● **Description of the task**:
Revise the data below by replacing every occurrence of "place a pin on" with "mark" and leaving all other text unchanged.

● **Dataset extract**:
________________________________________
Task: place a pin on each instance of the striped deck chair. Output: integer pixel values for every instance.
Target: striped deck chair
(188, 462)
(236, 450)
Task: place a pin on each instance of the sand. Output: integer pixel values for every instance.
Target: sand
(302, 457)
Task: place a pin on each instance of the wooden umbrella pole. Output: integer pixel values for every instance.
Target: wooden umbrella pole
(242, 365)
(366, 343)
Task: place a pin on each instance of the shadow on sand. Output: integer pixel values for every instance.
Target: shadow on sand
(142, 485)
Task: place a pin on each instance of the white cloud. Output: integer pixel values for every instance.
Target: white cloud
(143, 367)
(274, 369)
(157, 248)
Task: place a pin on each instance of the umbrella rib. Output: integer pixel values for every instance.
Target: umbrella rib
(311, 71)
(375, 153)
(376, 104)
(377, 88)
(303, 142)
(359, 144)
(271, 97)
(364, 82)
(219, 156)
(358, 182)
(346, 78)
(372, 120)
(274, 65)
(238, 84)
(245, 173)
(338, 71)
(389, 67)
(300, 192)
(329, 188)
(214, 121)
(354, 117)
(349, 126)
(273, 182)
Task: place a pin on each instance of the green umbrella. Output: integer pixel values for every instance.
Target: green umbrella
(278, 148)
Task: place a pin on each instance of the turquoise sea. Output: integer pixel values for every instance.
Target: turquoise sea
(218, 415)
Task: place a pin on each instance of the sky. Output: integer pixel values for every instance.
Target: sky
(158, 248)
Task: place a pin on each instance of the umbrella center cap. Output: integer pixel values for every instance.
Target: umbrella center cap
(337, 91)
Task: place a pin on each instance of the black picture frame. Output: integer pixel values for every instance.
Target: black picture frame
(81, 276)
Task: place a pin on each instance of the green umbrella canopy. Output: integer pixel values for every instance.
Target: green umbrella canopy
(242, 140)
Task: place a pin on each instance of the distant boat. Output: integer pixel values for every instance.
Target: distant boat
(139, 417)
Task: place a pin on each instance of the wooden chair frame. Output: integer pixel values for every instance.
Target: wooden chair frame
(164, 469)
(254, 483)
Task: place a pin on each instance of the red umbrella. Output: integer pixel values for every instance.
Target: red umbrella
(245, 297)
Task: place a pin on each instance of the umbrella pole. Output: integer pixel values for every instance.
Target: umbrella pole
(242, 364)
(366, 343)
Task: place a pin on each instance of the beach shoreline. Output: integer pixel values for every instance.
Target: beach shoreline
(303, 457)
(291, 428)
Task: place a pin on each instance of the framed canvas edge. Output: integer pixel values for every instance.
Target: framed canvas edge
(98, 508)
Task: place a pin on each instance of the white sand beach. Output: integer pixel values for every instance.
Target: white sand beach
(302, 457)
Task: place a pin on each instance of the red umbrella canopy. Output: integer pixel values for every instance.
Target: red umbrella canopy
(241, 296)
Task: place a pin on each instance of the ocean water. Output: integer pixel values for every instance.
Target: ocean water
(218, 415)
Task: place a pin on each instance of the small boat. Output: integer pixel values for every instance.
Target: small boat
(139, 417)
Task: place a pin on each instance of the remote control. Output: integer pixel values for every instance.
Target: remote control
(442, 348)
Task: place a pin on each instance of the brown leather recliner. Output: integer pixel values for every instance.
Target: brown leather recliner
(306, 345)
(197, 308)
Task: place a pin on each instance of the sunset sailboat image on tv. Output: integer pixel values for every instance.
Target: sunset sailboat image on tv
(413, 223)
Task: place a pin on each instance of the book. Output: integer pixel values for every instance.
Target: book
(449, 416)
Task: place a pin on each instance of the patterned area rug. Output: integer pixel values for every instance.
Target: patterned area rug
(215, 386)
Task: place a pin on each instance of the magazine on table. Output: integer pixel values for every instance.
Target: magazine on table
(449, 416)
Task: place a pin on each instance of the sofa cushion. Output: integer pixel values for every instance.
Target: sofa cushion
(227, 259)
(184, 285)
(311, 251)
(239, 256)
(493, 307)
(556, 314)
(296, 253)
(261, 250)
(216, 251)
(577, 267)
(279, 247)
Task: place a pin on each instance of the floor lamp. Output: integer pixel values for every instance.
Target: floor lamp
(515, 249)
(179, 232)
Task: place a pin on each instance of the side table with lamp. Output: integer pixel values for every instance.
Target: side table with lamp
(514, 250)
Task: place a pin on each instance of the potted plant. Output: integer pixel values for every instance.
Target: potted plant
________________________________________
● **Solved exercise**:
Task: mark each instance of the striped deck chair. Output: integer pixel values for every instance.
Target: striped deck chair
(188, 462)
(236, 450)
Task: mark each instance of the sand. Output: integer pixel values for every instance.
Target: sand
(302, 457)
Task: mark each instance of the wooden umbrella pole. Output: integer pixel values for every instance.
Target: wooden umbrella pole
(242, 365)
(366, 343)
Task: mark each instance of the shadow on sand. Output: integer pixel values for every instance.
Target: shadow on sand
(142, 485)
Task: mark each instance of the white cloud. Output: integer pixel values for every instance.
Target: white cloud
(143, 367)
(274, 369)
(157, 248)
Task: mark each instance of the umbrella rib. Output: integer pixel values for every instance.
Target: umbrella rib
(311, 71)
(375, 153)
(376, 104)
(377, 88)
(303, 142)
(359, 144)
(271, 97)
(364, 82)
(219, 156)
(358, 182)
(346, 78)
(372, 120)
(274, 65)
(238, 84)
(245, 173)
(338, 71)
(389, 67)
(300, 192)
(329, 188)
(214, 121)
(354, 117)
(349, 126)
(273, 182)
Task: mark each instance of the green umbrella. Output: integer pixel values for every instance.
Target: green umbrella
(278, 148)
Task: mark each instance of the turquoise sea. Output: integer pixel values for every instance.
Target: turquoise sea
(218, 415)
Task: mark each instance of the sky. Output: integer pixel values for every instance.
Target: sky
(158, 248)
Task: mark each instance of the umbrella center cap. Output: integer pixel values for every instance.
Target: umbrella center cap
(337, 91)
Task: mark each instance of the black picture frame. Output: integer pixel values for every instance.
Target: black picture frame
(81, 276)
Task: mark each instance of the green umbrella canopy. Output: integer pixel values for every instance.
Target: green umbrella canopy
(242, 140)
Task: mark each instance of the distant boat. Output: integer pixel values for every instance.
Target: distant boat
(139, 417)
Task: mark each instance of the wooden chair frame. Output: integer pixel values for every instance.
Target: wooden chair frame
(164, 469)
(254, 483)
Task: mark each instance of the red umbrella. Output: integer pixel values for every instance.
Target: red umbrella
(245, 297)
Task: mark each instance of the umbrella pole. Output: integer pixel values for every instance.
Target: umbrella pole
(242, 364)
(366, 343)
Task: mark each instance of the beach shoreline. Output: integer pixel values for every instance.
Target: beach shoreline
(303, 457)
(291, 428)
Task: mark each instance of the framed canvas edge. Output: integer pixel values for every instance.
Target: framed canvas edge
(98, 508)
Task: mark each instance of the white sand beach. Output: integer pixel values for every instance.
Target: white sand beach
(302, 457)
Task: mark each instance of the red umbrella canopy. Output: integer pixel values for every instance.
Target: red umbrella canopy
(241, 296)
Task: mark each instance of the ocean water. Output: integer pixel values for every instance.
Target: ocean water
(218, 415)
Task: mark each instance of the small boat. Output: integer pixel values for every instance.
Target: small boat
(139, 417)
Task: mark each instance of the remote control. Output: integer pixel values for every instance.
Target: remote control
(442, 348)
Task: mark each instance of the brown leather recliner. Output: integer pixel values for every instance.
Target: brown leather recliner
(306, 345)
(197, 308)
Task: mark each instance of the sunset sailboat image on tv. Output: integer pixel values for every instance.
Target: sunset sailboat image on tv
(413, 223)
Task: mark each instance of the book. Output: integer pixel values for every instance.
Target: book
(449, 416)
Task: mark each instance of the patterned area rug. Output: integer pixel values for every instance.
Target: patterned area rug
(215, 386)
Task: mark each instance of the magazine on table. Output: integer pixel values for every instance.
Target: magazine on table
(449, 416)
Task: mark each instance of the sofa cushion. Output: integer pixel values for every instance.
Target: sofa cushion
(227, 259)
(184, 285)
(311, 251)
(239, 256)
(493, 307)
(556, 314)
(296, 253)
(261, 250)
(216, 251)
(577, 267)
(279, 247)
Task: mark each instance of the floor lamp. Output: integer pixel values for every instance.
Target: floor lamp
(515, 249)
(179, 232)
Task: mark each instance of the side table with lamp. Output: integer pixel values for every instance.
Target: side table with lamp
(514, 250)
Task: mark each instance of the potted plant. Output: integer pixel values for every instance.
Target: potted plant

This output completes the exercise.